* [Instructions to follow]: How do the lines below between the ones holding "Output, for each" and "195L262 223L36 178L0", inclusive, read? Give them again exactly, with no other lines.

* [Material provided]:
↓↓↓
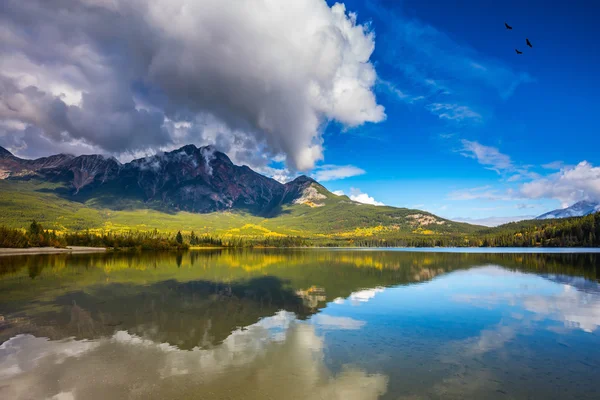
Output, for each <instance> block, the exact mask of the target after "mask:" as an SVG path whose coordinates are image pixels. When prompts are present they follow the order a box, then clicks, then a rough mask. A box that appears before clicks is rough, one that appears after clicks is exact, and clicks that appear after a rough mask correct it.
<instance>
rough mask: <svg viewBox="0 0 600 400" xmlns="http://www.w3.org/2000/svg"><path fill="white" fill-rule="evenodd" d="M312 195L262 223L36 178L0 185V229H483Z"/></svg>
↑↑↑
↓↓↓
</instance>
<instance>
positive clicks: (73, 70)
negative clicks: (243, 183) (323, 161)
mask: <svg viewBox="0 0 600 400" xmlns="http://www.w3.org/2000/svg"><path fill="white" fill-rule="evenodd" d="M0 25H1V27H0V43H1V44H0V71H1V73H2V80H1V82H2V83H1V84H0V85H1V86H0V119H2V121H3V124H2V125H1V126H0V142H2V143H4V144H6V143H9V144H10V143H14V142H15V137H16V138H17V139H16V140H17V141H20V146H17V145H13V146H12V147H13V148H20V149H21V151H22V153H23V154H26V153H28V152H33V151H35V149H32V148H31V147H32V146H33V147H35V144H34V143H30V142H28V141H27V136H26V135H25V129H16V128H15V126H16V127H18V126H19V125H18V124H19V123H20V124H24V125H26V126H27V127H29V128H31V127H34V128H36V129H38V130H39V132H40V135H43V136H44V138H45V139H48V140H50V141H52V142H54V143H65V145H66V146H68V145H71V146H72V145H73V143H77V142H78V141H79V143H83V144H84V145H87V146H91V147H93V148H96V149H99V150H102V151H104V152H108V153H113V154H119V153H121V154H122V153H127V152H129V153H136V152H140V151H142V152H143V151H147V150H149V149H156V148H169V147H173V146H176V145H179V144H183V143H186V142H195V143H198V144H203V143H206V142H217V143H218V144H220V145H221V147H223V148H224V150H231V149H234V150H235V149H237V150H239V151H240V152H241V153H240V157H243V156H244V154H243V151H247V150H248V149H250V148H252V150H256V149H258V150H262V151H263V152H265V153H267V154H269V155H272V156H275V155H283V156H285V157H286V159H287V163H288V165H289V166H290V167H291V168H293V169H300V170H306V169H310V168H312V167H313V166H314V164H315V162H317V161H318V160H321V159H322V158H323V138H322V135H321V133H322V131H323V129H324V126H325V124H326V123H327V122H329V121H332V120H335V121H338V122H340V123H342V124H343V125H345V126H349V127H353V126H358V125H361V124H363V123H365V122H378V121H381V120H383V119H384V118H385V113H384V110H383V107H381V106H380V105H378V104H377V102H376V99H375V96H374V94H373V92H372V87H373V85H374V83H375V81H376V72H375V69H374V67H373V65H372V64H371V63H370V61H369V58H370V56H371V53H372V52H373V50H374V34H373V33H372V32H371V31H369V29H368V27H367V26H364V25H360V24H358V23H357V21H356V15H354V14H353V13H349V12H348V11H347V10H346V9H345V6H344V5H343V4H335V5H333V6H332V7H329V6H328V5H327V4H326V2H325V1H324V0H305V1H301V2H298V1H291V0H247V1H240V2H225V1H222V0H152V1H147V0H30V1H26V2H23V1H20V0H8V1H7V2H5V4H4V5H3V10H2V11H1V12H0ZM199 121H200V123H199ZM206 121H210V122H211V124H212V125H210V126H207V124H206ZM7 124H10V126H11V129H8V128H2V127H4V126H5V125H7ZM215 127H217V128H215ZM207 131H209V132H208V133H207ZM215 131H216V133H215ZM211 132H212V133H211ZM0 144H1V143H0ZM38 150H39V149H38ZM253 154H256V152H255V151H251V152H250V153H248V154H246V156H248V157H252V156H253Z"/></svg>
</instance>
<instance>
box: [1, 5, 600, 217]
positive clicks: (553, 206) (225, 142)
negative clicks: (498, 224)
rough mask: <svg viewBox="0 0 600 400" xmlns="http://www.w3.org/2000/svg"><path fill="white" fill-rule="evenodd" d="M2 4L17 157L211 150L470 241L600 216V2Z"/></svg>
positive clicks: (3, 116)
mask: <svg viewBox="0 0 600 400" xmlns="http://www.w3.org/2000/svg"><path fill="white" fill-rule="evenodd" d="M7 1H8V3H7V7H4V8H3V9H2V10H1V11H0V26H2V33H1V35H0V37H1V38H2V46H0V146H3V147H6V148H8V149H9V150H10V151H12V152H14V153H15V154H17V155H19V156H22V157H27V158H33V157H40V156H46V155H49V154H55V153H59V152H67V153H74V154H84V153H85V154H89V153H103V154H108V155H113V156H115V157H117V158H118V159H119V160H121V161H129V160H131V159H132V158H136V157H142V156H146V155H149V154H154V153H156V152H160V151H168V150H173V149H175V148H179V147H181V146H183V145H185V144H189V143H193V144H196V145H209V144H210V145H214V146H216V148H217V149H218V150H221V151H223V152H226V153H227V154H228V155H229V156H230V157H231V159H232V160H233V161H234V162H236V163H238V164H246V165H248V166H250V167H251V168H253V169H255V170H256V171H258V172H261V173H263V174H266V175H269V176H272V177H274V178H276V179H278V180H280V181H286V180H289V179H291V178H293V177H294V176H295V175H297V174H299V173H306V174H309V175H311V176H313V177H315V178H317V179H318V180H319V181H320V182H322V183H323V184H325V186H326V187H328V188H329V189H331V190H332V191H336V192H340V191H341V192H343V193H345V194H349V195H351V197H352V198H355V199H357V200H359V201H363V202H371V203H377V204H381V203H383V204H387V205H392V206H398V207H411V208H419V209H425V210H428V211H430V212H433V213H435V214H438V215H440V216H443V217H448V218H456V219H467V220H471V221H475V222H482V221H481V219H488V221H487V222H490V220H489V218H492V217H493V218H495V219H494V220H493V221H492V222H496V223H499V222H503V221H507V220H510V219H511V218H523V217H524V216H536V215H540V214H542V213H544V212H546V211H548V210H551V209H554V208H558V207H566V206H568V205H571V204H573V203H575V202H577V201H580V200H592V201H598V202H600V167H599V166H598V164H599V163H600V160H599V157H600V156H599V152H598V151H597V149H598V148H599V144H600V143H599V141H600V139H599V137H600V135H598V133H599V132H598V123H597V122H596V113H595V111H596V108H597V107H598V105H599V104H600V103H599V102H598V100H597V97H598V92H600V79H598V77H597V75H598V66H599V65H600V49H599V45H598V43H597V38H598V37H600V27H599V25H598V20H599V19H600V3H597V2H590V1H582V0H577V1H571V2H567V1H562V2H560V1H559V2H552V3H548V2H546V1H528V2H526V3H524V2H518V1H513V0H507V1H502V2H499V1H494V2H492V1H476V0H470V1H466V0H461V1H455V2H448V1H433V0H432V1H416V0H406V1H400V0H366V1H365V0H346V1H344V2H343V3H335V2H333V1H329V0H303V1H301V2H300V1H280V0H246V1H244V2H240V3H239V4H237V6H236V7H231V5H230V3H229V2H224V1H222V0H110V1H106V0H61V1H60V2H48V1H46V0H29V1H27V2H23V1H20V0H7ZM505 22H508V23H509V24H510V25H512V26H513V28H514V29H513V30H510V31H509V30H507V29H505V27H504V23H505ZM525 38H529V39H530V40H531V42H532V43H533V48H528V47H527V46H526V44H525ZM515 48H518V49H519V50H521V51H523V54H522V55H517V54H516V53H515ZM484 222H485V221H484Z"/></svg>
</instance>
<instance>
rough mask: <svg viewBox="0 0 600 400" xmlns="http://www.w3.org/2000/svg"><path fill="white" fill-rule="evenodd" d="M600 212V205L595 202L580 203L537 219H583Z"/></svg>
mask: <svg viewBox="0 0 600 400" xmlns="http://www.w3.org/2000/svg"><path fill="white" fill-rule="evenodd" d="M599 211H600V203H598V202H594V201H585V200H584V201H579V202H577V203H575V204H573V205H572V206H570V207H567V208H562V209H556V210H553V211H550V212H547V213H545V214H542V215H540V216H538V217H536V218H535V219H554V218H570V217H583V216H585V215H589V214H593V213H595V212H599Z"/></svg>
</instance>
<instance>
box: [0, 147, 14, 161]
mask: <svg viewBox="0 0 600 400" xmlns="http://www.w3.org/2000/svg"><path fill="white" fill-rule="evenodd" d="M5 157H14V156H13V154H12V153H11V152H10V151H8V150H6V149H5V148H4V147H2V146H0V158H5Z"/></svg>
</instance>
↑↑↑
↓↓↓
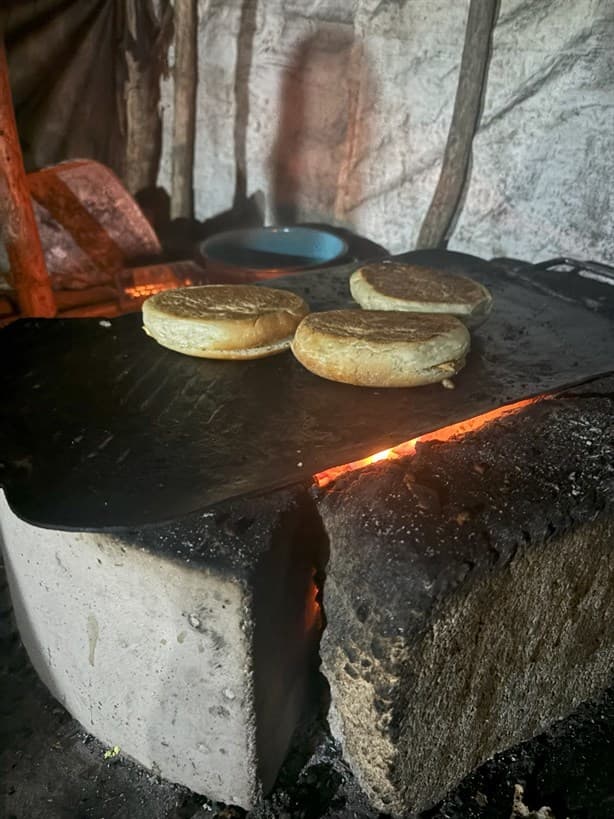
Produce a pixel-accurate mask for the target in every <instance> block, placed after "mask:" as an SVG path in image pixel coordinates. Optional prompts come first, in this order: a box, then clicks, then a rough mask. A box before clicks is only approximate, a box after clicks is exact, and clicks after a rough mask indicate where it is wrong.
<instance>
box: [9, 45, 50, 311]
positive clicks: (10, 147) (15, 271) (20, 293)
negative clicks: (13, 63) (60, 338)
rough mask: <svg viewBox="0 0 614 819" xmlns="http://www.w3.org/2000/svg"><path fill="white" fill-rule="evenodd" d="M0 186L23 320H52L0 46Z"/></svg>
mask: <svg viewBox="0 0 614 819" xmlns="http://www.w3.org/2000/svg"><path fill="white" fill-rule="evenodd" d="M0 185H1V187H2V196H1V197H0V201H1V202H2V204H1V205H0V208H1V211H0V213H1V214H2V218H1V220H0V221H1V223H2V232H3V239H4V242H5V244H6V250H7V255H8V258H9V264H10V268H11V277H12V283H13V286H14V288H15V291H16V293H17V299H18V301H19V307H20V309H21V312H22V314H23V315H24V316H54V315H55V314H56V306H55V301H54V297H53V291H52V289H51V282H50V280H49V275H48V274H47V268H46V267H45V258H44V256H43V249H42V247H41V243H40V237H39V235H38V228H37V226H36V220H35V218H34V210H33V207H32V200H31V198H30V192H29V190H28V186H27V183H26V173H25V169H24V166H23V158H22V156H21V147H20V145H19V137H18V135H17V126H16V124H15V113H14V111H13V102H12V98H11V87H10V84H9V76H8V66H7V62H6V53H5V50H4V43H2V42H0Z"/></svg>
↑↑↑
* [Response to the task]:
Output, for each <instance> block, the exact mask of the target after "mask:" as an SVG path whose coordinates are image pixels. When prompts are present they follow the order a box, then clicks, then a rough mask. A box that appears before clicks is rough, one that appears after clicks is exact, and clicks that appear after a rough mask correct it.
<instance>
rough mask: <svg viewBox="0 0 600 400" xmlns="http://www.w3.org/2000/svg"><path fill="white" fill-rule="evenodd" d="M312 195L262 223L36 178L0 185V229H483Z"/></svg>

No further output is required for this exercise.